SELECTED EXCERPT:
________________________
County council monitoring Biffa developments

JPCT 040512 Mechanical Biological Treatment facility which is currently under construction at Biffa Brookhurst Wood site near Horsham. Photo by Derek Martin
JPCT 040512 Mechanical Biological Treatment facility which is currently under construction at Biffa Brookhurst Wood site near Horsham. Photo by Derek Martin

Amid reports that banks are preparing to seize waste-disposal company Biffa, the county council says it is monitoring the situation because of a £1.2bn contract between the two.

Biffa West Sussex is two years into a 25-year contract to run a waste management facility for West Sussex County Council at Brookhurst Wood near Warnham. Speaking in June, deputy leader of WSCC Lionel Barnard (Con, Henfield) said it represented a significant investment and a flagship scheme for the county council.
________________________
Dataset records:
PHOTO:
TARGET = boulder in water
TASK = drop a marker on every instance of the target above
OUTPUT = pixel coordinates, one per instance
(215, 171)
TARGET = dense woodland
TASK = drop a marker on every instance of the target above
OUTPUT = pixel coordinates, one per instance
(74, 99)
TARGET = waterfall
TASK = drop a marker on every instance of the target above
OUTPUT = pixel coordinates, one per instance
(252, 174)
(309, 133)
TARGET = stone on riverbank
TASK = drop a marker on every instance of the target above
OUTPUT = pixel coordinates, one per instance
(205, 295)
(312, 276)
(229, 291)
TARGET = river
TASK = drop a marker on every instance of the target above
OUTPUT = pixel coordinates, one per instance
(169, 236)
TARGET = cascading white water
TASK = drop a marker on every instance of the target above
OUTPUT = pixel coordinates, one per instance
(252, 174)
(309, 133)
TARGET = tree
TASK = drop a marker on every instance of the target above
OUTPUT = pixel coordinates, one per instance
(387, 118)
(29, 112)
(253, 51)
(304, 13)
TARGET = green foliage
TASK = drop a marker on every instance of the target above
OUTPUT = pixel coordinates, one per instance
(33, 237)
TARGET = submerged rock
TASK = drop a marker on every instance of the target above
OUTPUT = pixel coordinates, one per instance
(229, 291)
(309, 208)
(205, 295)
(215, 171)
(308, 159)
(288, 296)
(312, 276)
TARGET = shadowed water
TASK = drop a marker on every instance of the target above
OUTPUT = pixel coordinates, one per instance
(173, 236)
________________________
WHAT TO WORK ON:
**A.** Retype the section of the article on Biffa that begins with the words containing "Amid reports that" and ends with "between the two.".
**B.** Extend the article on Biffa by writing on from its final sentence.

RESPONSES PER TASK:
**A.**
Amid reports that banks are preparing to seize waste-disposal company Biffa, the county council says it is monitoring the situation because of a £1.2bn contract between the two.

**B.**
JPCT 040512 Mechanical Biological Treatment facility which is currently under construction at Biffa Brookhurst Wood site near Horsham. Photo by Derek Martin

JPCT 040512 Mechanical Biological Treatment facility which is currently under construction at Biffa Brookhurst Wood site near Horsham. Photo by Derek Martin

The mechanical biological treatment centre will convert organic waste, such as garden refuse or foodstuffs, into a reusable compost-like substance which can be burnt for energy.

A spokesperson for West Sussex County Council said: “The county council has been following the developments concerning Biffa and is ensuring that it has fully up to date information and advice including any impact on commitments under its contract. Options to meet a range of possible eventualities will be considered to protect important services.”

However a spokesperson for Biffa West Sussex said: “Biffa has not been taken over by its creditors.

“This is a perfectly normal financial restructuring, with no impact on its business operations whatsoever.

“It’s business as usual for Biffa.”

Biffa was chosen by the county council in September 2008 as the preferred bidder, with preliminary work starting in 2010. They are due to finish work this winter, and open properly in the summer of 2013.

Mr Barnard told the County Times in June that: “The partnership with Biffa sets us apart from other counties in terms of the technology chosen to handle our waste as well as the length of the contract term.”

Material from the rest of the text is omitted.